## Exercise instructions
Show every line of the data that includes the word "dead".

[Collection entries]
-- -- --

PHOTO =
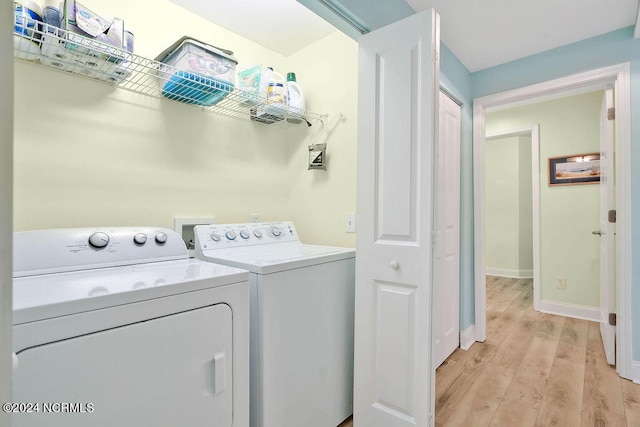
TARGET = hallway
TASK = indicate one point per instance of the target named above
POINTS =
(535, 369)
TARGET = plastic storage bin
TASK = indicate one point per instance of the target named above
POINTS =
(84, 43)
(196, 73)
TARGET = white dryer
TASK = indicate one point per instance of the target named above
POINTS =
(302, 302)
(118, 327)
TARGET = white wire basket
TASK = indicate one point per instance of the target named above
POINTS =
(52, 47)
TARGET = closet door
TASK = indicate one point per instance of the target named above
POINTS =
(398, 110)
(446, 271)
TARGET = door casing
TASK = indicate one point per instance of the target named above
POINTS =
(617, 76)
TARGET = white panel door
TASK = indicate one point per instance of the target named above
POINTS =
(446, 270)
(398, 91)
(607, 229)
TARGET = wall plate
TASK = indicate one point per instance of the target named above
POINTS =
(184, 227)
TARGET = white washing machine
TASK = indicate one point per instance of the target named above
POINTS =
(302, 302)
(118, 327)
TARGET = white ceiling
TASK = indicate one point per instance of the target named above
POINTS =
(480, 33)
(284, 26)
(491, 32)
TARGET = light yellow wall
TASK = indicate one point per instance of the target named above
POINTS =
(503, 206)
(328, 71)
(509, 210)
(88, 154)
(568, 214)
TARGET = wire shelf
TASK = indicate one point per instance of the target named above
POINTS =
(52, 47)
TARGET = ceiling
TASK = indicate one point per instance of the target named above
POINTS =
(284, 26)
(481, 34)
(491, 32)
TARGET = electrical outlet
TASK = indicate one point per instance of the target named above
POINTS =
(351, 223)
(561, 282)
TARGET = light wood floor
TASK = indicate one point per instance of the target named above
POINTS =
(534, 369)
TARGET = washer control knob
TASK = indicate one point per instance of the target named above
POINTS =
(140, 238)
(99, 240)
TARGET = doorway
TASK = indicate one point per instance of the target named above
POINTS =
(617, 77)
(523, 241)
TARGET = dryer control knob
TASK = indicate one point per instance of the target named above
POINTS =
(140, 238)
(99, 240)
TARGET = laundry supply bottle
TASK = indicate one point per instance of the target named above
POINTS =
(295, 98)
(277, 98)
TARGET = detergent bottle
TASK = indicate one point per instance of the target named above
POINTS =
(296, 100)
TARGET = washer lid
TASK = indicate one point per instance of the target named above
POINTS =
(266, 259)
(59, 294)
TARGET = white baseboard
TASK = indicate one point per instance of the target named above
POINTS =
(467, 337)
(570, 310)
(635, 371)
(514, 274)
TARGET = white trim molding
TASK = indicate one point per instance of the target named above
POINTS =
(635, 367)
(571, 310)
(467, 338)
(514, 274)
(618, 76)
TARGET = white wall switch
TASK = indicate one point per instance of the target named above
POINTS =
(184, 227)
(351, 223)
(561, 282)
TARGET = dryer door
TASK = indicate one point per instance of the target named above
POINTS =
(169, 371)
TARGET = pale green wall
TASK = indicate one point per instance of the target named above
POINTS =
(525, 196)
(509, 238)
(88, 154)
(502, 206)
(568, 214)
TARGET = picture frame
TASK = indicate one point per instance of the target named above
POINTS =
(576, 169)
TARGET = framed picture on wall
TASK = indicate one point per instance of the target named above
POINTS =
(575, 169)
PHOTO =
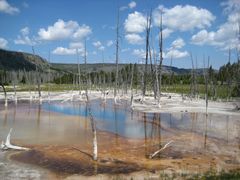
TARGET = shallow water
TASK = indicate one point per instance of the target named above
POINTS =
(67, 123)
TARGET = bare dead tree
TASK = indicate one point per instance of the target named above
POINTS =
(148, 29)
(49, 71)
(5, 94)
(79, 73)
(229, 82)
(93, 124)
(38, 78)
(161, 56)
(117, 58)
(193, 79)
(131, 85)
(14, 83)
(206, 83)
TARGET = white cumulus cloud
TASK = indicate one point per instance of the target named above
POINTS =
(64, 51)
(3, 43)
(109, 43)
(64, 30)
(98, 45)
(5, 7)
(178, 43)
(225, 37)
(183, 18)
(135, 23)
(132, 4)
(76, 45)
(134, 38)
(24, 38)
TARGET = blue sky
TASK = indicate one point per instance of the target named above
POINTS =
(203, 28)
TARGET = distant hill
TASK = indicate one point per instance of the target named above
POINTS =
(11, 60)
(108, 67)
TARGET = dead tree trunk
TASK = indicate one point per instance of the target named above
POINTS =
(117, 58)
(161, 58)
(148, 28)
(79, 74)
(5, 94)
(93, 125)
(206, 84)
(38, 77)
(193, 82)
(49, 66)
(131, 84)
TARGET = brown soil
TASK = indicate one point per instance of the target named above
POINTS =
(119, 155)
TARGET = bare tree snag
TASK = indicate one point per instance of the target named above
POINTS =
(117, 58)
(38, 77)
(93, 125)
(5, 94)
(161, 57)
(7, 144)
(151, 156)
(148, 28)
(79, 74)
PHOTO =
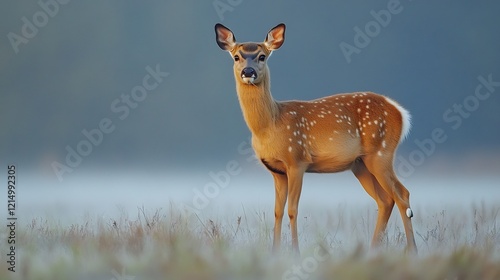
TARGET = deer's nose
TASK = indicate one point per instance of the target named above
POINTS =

-- -- --

## Output for this task
TARGET = bare dead tree
TARGET = dead tree trunk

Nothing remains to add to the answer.